2019-07-12 08:25:07

by KarimAllah Ahmed

[permalink] [raw]
Subject: [PATCH] KVM: arm/arm64: Properly check for MMIO regions

Valid RAM can live outside kernel control (e.g. using "mem=" command-line
parameter). This memory can still be used as valid guest memory for KVM. So
ensure that we validate that this memory is definitely not "RAM" before
assuming that it is an MMIO region.

One way to use memory outside kernel control is:

1- Pass 'mem=' in the kernel command-line to limit the amount of memory managed
by the kernel.
2- Map this physical memory you want to give to the guest with:
mmap("/dev/mem", physical_address_offset, ..)
3- Use the user-space virtual address as the "userspace_addr" field in
KVM_SET_USER_MEMORY_REGION ioctl.

One of the limitations of the current /dev/mem for ARM is that it would map
this memory as uncached without this patch:
https://lkml.org/lkml/2019/7/11/684

This work is similar to the work done on x86 here:
https://lkml.org/lkml/2019/1/31/933

Cc: Marc Zyngier <[email protected]>
Cc: James Morse <[email protected]>
Cc: Julien Thierry <[email protected]>
Cc: Suzuki K Pouloze <[email protected]>
Cc: [email protected]
Cc: [email protected]
Cc: [email protected]
Signed-off-by: KarimAllah Ahmed <[email protected]>
---
virt/kvm/arm/mmu.c | 18 ++++++++++++------
1 file changed, 12 insertions(+), 6 deletions(-)

INPUT RECORDS =>
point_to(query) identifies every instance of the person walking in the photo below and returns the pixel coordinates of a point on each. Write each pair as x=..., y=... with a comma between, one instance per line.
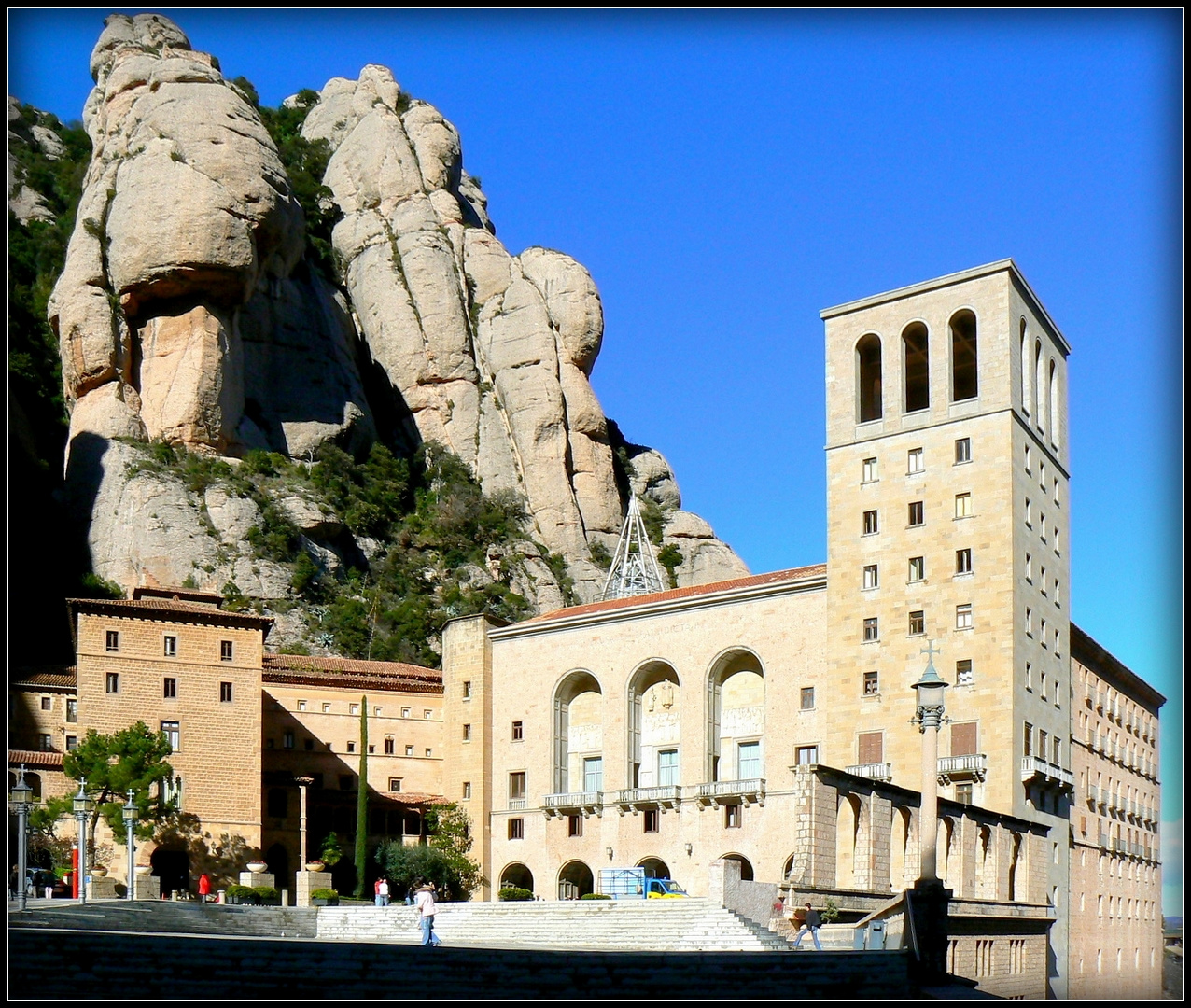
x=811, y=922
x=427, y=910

---

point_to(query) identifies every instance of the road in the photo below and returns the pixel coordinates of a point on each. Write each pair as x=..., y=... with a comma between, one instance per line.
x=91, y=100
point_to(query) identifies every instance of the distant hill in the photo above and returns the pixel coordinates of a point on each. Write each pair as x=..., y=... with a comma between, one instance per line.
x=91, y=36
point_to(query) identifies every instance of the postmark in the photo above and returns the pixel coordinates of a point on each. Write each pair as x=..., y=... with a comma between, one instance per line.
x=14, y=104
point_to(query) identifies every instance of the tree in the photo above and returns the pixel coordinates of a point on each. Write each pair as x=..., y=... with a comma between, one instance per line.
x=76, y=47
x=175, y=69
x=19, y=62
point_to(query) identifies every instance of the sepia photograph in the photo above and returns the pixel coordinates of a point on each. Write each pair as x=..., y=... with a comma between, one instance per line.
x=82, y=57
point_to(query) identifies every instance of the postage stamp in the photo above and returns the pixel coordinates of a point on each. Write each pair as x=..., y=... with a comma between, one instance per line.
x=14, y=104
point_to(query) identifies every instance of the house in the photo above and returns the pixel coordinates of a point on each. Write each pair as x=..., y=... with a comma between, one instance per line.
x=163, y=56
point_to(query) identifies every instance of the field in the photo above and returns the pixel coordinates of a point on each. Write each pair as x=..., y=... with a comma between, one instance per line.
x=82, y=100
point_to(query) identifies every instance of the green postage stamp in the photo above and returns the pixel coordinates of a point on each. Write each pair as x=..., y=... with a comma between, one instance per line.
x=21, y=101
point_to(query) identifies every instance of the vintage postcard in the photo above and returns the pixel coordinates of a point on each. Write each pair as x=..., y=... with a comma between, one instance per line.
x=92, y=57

==

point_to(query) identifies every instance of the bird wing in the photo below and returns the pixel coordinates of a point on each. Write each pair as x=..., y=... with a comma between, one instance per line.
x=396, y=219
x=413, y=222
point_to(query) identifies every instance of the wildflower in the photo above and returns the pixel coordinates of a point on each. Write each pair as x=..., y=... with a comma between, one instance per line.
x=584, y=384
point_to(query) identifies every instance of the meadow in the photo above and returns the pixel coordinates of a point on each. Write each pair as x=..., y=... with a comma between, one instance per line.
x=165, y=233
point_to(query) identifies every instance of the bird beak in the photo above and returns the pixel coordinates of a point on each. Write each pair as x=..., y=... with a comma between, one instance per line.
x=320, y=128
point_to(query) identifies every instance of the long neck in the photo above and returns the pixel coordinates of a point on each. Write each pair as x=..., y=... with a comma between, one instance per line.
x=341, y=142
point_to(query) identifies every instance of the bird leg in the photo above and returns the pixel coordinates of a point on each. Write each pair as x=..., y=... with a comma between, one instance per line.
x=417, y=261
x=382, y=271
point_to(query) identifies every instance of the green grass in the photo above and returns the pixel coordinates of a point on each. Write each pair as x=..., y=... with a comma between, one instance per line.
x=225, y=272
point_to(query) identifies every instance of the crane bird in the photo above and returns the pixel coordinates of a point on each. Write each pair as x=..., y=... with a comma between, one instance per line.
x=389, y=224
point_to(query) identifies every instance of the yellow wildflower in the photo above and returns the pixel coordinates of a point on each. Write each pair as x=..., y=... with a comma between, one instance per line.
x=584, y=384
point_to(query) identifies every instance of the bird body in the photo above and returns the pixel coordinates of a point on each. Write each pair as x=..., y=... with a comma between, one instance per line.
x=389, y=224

WHAT THIS EXERCISE ASKS =>
**A)** Could you recast the records as a numbered list, running from the line containing "point_to(query) identifies every instance of the bird beak" through the line containing "x=225, y=272", both included and blank lines omitted?
**B)** Can you pick up the KVM MMIO patch and carry it on from its last line?

RESULTS IN ORDER =>
**A)**
1. point_to(query) identifies every instance of the bird beak in the photo above and returns the pixel coordinates of a point on each. Write each pair as x=..., y=... with a comma between, one instance per line.
2. x=320, y=128
3. point_to(query) identifies every instance of the long neck in the photo above and returns the pixel coordinates of a point on each. Write each pair as x=..., y=... with a comma between, one instance per line.
4. x=341, y=142
5. point_to(query) identifies every instance of the bird leg in the photo above and returns the pixel coordinates of a point on each. Write each pair as x=..., y=... with a comma between, one instance per line.
6. x=417, y=261
7. x=382, y=271
8. point_to(query) identifies every instance of the green grass in the photo above and returns the pixel coordinates of a point on each. Write each pair as x=..., y=... with a comma between, one instance per line.
9. x=225, y=272

**B)**
diff --git a/virt/kvm/arm/mmu.c b/virt/kvm/arm/mmu.c
index 06180c9..2105134 100644
--- a/virt/kvm/arm/mmu.c
+++ b/virt/kvm/arm/mmu.c
@@ -8,6 +8,7 @@
#include <linux/kvm_host.h>
#include <linux/io.h>
#include <linux/hugetlb.h>
+#include <linux/memblock.h>
#include <linux/sched/signal.h>
#include <trace/events/kvm.h>
#include <asm/pgalloc.h>
@@ -89,7 +90,7 @@ static void kvm_flush_dcache_pud(struct kvm *kvm,

static bool kvm_is_device_pfn(unsigned long pfn)
{
- return !pfn_valid(pfn);
+ return !memblock_is_memory(__pfn_to_phys(pfn));
}

/**
@@ -949,6 +950,7 @@ static void stage2_unmap_memslot(struct kvm *kvm,
do {
struct vm_area_struct *vma = find_vma(current->mm, hva);
hva_t vm_start, vm_end;
+ gpa_t gpa;

if (!vma || vma->vm_start >= reg_end)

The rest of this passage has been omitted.